start Reading passage
The Bibliothèque universitaire des langues et civilisations (BULAC) is a major academic library located in Paris Rive Gauche and which has been open to the public since its 2011 opening. The library has a scope that includes  all languages and civilisations that are not those of the Western World. It provides more than one million documents written in all languages,  formed from the former collections of more than 20 libraries.

Building 

The construction of the building began in summer 2008. The architect is Yves Lion. The library has five floors within the building, the public space is on three floors with 910 seats.

The building is under the responsibility of the region Île-de-France which also provided two-thirds of the financing, the French State provided the rest. The financing was about 80 million euros.

The operating cost is about 2.5 million euros per year.
end Reading passage
start Data for this exercise
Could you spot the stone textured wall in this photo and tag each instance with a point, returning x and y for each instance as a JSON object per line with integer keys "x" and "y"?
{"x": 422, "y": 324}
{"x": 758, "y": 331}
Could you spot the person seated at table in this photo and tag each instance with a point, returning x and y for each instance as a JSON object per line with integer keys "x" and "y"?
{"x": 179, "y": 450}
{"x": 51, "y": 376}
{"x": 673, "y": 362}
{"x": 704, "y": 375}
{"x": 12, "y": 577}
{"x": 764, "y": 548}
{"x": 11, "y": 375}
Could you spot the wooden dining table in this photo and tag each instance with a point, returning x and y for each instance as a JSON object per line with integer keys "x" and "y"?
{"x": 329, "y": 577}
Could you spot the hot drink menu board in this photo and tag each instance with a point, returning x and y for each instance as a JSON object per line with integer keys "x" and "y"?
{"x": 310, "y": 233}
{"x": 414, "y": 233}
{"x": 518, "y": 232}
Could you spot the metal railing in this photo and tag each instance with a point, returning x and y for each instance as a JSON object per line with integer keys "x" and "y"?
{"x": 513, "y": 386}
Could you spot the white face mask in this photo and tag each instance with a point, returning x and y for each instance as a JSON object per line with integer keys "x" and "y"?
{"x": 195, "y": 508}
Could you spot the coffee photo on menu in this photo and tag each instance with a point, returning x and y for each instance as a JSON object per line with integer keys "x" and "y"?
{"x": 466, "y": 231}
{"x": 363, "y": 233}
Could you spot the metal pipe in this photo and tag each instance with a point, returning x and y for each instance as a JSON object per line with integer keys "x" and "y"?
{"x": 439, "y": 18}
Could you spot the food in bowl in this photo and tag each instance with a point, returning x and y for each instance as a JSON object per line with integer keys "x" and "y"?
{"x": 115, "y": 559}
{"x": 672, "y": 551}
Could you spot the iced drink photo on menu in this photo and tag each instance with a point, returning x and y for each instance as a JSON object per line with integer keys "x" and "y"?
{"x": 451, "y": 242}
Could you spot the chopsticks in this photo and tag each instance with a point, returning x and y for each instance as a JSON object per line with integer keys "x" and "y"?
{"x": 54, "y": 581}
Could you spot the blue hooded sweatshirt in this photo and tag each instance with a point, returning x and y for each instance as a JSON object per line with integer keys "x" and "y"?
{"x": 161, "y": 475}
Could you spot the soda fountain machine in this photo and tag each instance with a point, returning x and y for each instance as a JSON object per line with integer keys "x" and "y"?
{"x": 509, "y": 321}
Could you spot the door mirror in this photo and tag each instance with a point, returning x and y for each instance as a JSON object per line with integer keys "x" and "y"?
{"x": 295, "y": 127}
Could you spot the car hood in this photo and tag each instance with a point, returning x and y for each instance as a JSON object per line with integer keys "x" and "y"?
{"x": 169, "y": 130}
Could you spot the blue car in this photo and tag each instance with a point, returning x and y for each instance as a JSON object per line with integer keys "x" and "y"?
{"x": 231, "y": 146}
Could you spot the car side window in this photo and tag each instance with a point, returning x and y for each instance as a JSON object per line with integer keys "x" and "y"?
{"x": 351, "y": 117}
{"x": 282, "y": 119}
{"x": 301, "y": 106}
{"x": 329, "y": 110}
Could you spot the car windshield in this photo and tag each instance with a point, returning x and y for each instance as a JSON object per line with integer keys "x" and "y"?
end Data for this exercise
● Problems to solve:
- a) In the library text, who is named as the architect of the building?
- b) How many lines of the entries contain the word "menu"? Reply with the number alone.

● Solution set:
- a) Yves Lion

- b) 3